YOUR INSTRUCTIONS.
Make an exact copy of the listing below. Pictures stay out of it.
'''
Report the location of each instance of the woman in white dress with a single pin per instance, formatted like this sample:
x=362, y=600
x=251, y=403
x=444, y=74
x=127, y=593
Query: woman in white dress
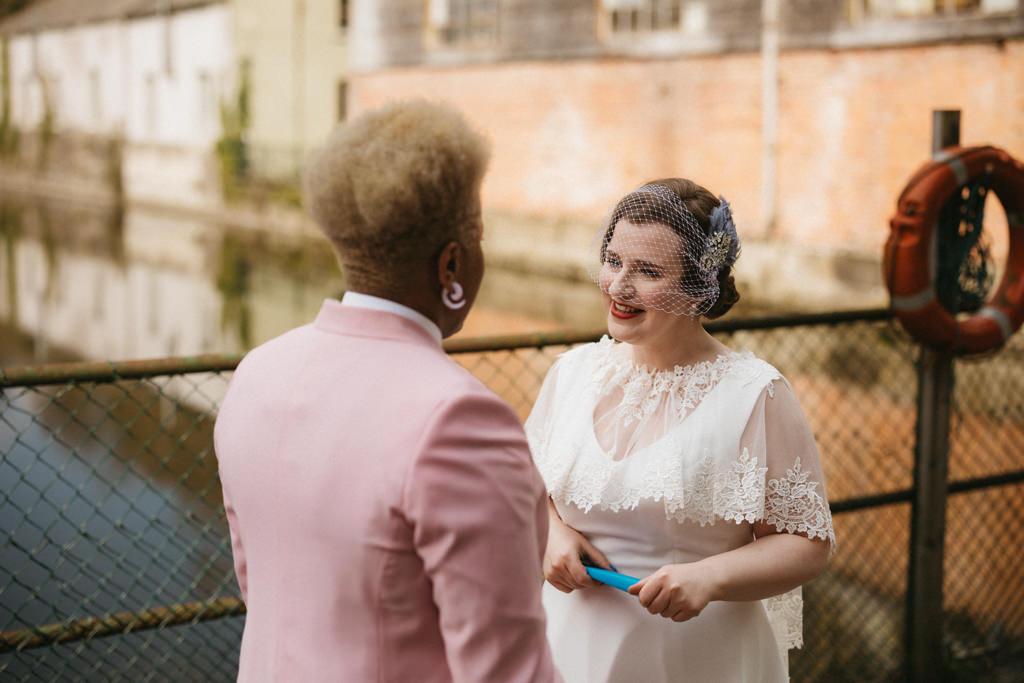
x=678, y=461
'''
EXPECTED ANSWER.
Report the location of each instance of the woman in white dress with a single pin per instance, formatted like this sample:
x=362, y=600
x=251, y=403
x=444, y=74
x=127, y=593
Query: woman in white dress
x=678, y=461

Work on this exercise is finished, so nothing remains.